● Условие задачи A: Оформите строки из списка ниже как JSON-массив строк, по одному значению на каждую строку, без пустых строк. Возьмите строки от той, что содержит "# test: mark the shipping", до конца списка, обе границы включительно.

● Фрагмент документа:

Фронт и тыл
Эту историю рассказал Виталий Хромцов (со слов его бабушки): парень с девушкой поженились (деревня Хромцова на Урале), а через месяц он ушёл на войну (1941). Она работала на ферме и с молодой энергией совсем не жалела себя, думая только о том, что молодому мужу на фронте много тяжелее, что её почти непосильный труд спасёт его, и он вернётся к ней... Она заболела и умерла. Ей советовали беречь силы, но она не слышала, и вот её — зимой — завернули во что-то и зарыли в снег за северной стеной избы, где нет двора, нет ничего, «мёртвая зона», и теперь там она до весны (зимой нет мужиков долбить замерзшую землю, могилу).
Весной накопившиеся за зиму трупы похоронили-таки, но без крестов, ничего не успели, даже хорошо запомнить, кто где... Через два года вернулся живёхонький муж, на кладбище перед ним развели руками, мол, не знаем, где она. Он ходил, вглядываясь в безымянные холмики, в каждую травинку: «Где ты, милая, лежишь?..»
Она... не должна была так расточать себя. Не помог бы её губительный труд конкретно её мужу, она должна была оставаться в этом тылу живой, чтобы кормить всех на фронте — для победы. Можно ли было бы снять об этом кино? Думаю, нет: её поступок заслуживает всякого уважения, но «политически» не верен. Для победы «типическое» - не в таком поступке должно быть (это, скорее, её слабость)...

● Условие задачи B:
Ответьте на вопросы по тексту «Фронт и тыл»:
(i) В каком году муж ушёл на войну?
(ii) Где зимой зарыли тело умершей девушки?
(iii) Через сколько лет вернулся муж?

● Входные строки:
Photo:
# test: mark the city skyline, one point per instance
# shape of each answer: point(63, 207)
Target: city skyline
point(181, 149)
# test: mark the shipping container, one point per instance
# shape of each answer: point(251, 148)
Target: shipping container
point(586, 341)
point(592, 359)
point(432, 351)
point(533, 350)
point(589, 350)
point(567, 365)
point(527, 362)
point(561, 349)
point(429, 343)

● Итоговый ответ A:
[
  "# test: mark the shipping container, one point per instance",
  "# shape of each answer: point(251, 148)",
  "Target: shipping container",
  "point(586, 341)",
  "point(592, 359)",
  "point(432, 351)",
  "point(533, 350)",
  "point(589, 350)",
  "point(567, 365)",
  "point(527, 362)",
  "point(561, 349)",
  "point(429, 343)"
]

● Итоговый ответ B:
(i) В 1941 году.
(ii) В снегу за северной стеной избы.
(iii) Через два года.